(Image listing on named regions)
************
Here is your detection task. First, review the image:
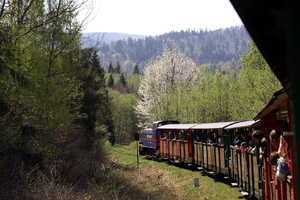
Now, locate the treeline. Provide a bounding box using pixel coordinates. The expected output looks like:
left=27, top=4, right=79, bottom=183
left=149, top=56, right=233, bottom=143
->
left=99, top=26, right=250, bottom=73
left=137, top=42, right=282, bottom=127
left=0, top=0, right=115, bottom=199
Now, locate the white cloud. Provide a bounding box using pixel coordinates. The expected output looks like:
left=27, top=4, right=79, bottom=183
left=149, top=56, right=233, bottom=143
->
left=78, top=0, right=242, bottom=35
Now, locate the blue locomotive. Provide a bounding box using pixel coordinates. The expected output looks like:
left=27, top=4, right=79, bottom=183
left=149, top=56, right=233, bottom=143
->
left=139, top=121, right=179, bottom=158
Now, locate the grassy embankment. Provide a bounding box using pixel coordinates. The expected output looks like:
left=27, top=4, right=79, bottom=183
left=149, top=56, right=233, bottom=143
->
left=110, top=143, right=242, bottom=200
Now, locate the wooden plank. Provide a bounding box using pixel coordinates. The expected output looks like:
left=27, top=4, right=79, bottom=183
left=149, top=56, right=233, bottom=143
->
************
• **Problem requirements**: Lay out every line of the listing above as a Markdown table with the columns "Row" and "Line," numbering each row and omitting blank lines. Leave the pictures out of the table.

• **Output below**:
| Row | Line |
|---|---|
| 1 | Here is your detection task. First, review the image: |
| 2 | Now, locate the treeline. Provide a bounding box using pixel coordinates. The expected output looks like: |
| 3 | left=27, top=4, right=79, bottom=183 |
| 4 | left=149, top=56, right=233, bottom=143 |
| 5 | -> |
| 6 | left=99, top=26, right=250, bottom=73 |
| 7 | left=137, top=42, right=282, bottom=127 |
| 8 | left=0, top=0, right=115, bottom=199 |
| 9 | Now, locate the white cloud. Provide a bounding box using pixel coordinates. The expected output looks like: |
| 10 | left=27, top=4, right=79, bottom=183 |
| 11 | left=149, top=56, right=233, bottom=143 |
| 12 | -> |
| 13 | left=78, top=0, right=242, bottom=35 |
| 14 | Now, locate the blue locomotive. Provide a bounding box using pixel coordinates. The expected output looks like: |
| 15 | left=27, top=4, right=79, bottom=183 |
| 16 | left=149, top=56, right=233, bottom=143 |
| 17 | -> |
| 18 | left=139, top=121, right=179, bottom=158 |
| 19 | Now, locate the grassy embankment. Provide a bounding box using pixel coordinates. The expected output looks like: |
| 20 | left=27, top=4, right=79, bottom=183 |
| 21 | left=149, top=56, right=233, bottom=143 |
| 22 | -> |
| 23 | left=110, top=143, right=242, bottom=200 |
| 24 | Now, locate the wooden plank. Provide a bounding box using pixel coordinates. The expected output looks like: |
| 25 | left=27, top=4, right=79, bottom=183 |
| 26 | left=149, top=56, right=233, bottom=143 |
| 27 | -> |